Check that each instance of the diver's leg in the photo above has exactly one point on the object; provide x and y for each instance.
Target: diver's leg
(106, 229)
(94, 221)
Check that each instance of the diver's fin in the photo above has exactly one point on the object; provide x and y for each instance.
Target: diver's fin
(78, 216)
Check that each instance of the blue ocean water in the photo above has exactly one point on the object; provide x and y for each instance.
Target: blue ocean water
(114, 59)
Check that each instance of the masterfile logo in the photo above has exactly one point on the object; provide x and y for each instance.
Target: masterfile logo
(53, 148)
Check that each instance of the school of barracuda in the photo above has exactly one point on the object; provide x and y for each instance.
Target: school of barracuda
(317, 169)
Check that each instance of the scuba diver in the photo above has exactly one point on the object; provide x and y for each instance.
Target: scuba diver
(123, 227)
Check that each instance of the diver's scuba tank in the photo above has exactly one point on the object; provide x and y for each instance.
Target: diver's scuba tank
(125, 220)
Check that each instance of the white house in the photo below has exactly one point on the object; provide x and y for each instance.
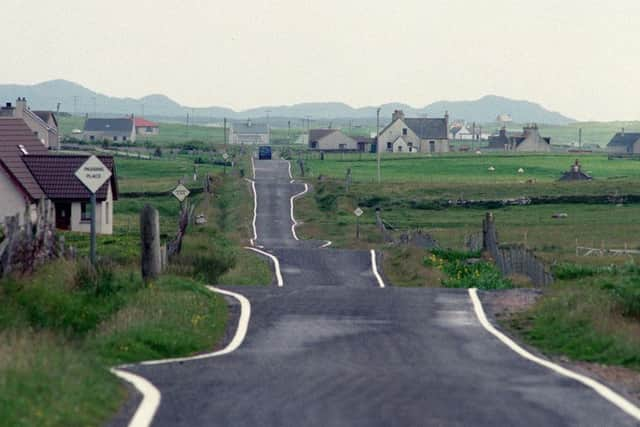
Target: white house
(28, 173)
(426, 135)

_Instructions for the task_: Could you reproduce every one of the lines above word for word, leaving out any pictures?

_Correct response_:
Check that each instance of the diver's leg in the photo above has exactly one point on the object; provide x and y for each instance.
Target: diver's leg
(106, 229)
(94, 221)
Check that each instance of the diver's fin in the photo above has exactly one point on the object; provide x and y for each instance.
Target: diver's fin
(78, 216)
Check that each instance of the blue ocean water in the photo above has exactly one point on the object; provide x and y for each instance.
Target: blue ocean water
(114, 59)
Check that each instance of the masterfile logo in the photo above has exactly one point on the object; provide x and y for each instance.
Target: masterfile logo
(53, 148)
Check that each instance of the school of barracuda in the photo above has exactly one point on the object; provide x and y for each instance.
Target: school of barracuda
(317, 169)
Check that each instance of the scuba diver in the photo above has exactly one point on the object; provide x and y for each instance.
Target: scuba diver
(123, 227)
Check that each instance of the diver's scuba tank in the photo above has exactly one point on the object; provide x and y for each instance.
Target: diver's scuba tank
(125, 220)
Check that each instance of the white house in the photo below has exactly one point on the object; provide x and y for each instance.
Target: white house
(28, 173)
(426, 135)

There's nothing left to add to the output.